▶ **Text section**
[BEGIN]
Original blog: Doi Technology Team
Link: https://blog.doiduoyi.com/authors/1584446358138
Original intention: Record the learning experience of the excellent Doi Technology Team

*This article is based on PaddlePaddle 0.11.0 and Python 2.7

Introduction to the Dataset


As the title suggests, the training uses handwritten digits from the MNIST database, which contains a training set of 60,000 examples and a test set of 10,000 examples. The images are 28x28 pixel matrices, and the labels correspond to 10 digits from 0 to 9. Each image has been normalized in size and centered. The images in this dataset are grayscale single-channel images, and an example image is shown below:

This dataset is very small, making it suitable for image recognition beginners. There are a total of 4 files: training data and corresponding labels, test data and corresponding labels. The files are shown in the table:
|File Name |Size |Description |
| :—: |:—: | :—:|
|train-images-idx3-ubyte |9.9M |Training images, 60,000 examples |
|train-labels-idx1-ubyte |28.9K |Training labels, 60,000 examples |
|t10k-images-idx3-ubyte |1.6M |Test images, 10,000 examples |
|t10k-labels-idx1-ubyte |4.5K |Test labels, 10,000 examples |

Compared to the 170+M CIFAR dataset, this dataset is much smaller. This makes training very fast, which can immediately spark developers’ interest.

During training, developers do not need to download the dataset separately. PaddlePaddle has encapsulated it. When calling paddle.dataset.mnist, it will automatically download to the cache directory /home/username/.cache/paddle/dataset/mnist. Subsequent uses will directly access the cache without re-downloading.

Define the Neural Network


We use the convolutional neural network LeNet-5. PaddlePaddle officially provides 3 classifiers: Softmax regression, Multi-layer Perceptron, and convolutional neural network LeNet-5. Convolutional neural networks are commonly used in image recognition tasks. We create a cnn.py Python file to define the LeNet-5 neural network, with the following code:

# coding=utf-8
import paddle.v2 as paddle

# Convolutional Neural Network LeNet-5, get the classifier
def convolutional_neural_network():
    # Define the data model, the size is 28*28, i.e., 784
    img = paddle.layer.data(name="pixel",
                            type=paddle.data_type.dense_vector(784))
    # First convolutional-pooling layer
    conv_pool_1 = paddle.networks.simple_img_conv_pool(input=img,
                                                       filter_size=5,
                                                       num_filters=20,
                                                       num_channel=1,
                                                       pool_size=2,
                                                       pool_stride=2,
                                                       act=paddle.activation.Relu())
    # Second convolutional-pooling layer
    conv_pool_2 = paddle.networks.simple_img_conv_pool(input=conv_pool_1,
                                                       filter_size=5,
                                                       num_filters=50,
                                                       num_channel=20,
                                                       pool_size=2,
                                                       pool_stride=2,
                                                       act=paddle.activation.Relu())
    # Fully connected output layer with Softmax activation, size must be 10 (number of digits)
    predict = paddle.layer.fc(input=conv_pool_2,
                              size=10,
                              act=paddle.activation.Softmax())
[END]
▶ **Extracted information**
[BEGIN]
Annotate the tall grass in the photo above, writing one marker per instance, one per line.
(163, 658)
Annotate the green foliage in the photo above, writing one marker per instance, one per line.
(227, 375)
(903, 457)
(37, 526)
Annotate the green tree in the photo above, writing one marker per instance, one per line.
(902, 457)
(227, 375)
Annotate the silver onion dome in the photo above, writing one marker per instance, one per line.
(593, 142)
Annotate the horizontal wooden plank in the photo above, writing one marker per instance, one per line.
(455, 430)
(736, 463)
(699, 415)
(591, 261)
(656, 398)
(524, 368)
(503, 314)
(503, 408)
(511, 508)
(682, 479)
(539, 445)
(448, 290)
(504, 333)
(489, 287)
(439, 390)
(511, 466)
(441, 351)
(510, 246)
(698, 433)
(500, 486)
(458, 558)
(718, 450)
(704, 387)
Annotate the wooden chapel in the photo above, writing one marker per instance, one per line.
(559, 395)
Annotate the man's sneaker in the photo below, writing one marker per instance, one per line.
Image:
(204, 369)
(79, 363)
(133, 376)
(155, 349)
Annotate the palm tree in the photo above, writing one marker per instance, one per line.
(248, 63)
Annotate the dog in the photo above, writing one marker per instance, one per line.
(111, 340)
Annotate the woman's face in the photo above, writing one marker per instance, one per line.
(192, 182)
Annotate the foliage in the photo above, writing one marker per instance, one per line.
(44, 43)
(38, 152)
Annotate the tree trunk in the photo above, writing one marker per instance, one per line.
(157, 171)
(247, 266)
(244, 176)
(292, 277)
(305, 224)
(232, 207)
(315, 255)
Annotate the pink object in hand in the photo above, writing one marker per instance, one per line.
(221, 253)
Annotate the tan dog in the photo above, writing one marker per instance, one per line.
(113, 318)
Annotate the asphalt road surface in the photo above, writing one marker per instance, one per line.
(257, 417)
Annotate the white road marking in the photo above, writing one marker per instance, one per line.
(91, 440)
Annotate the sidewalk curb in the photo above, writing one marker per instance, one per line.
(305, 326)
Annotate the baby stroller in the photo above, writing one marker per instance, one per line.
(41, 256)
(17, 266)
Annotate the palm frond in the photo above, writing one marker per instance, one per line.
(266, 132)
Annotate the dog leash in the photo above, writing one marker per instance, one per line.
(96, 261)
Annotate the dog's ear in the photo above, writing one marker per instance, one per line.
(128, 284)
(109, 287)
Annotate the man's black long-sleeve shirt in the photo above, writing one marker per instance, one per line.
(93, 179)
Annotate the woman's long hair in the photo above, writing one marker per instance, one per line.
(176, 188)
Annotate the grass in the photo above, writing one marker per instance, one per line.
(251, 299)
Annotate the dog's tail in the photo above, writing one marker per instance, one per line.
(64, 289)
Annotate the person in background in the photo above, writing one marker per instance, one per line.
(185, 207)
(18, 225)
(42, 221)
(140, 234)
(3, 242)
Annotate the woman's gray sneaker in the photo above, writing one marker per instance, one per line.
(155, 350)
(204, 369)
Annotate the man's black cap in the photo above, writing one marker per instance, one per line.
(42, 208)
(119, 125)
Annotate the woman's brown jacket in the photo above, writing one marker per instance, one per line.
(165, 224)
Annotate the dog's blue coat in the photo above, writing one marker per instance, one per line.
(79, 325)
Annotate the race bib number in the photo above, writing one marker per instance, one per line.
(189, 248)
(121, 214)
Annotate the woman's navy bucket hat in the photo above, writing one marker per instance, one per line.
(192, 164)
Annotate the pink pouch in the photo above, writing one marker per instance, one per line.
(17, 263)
[END]
▶ **The tasks**
a. Using the MNIST tutorial, mark each statement yes or no and support it with the exact deciding words: (i) the training set holds 60,000 examples; (ii) the images are color three-channel images; (iii) developers must download the dataset separately before training.
b. Render everything in the rows from the line containing "Annotate the race" down to the last row as a JSON list of strings, one string per line, with blank lines omitted.

▶ **Results by task**
a.
(i) Yes: "a training set of 60,000 examples"
(ii) No: "The images in this dataset are grayscale single-channel images"
(iii) No: "developers do not need to download the dataset separately"

b.
[
  "Annotate the race bib number in the photo above, writing one marker per instance, one per line.",
  "(189, 248)",
  "(121, 214)",
  "Annotate the woman's navy bucket hat in the photo above, writing one marker per instance, one per line.",
  "(192, 164)",
  "Annotate the pink pouch in the photo above, writing one marker per instance, one per line.",
  "(17, 263)"
]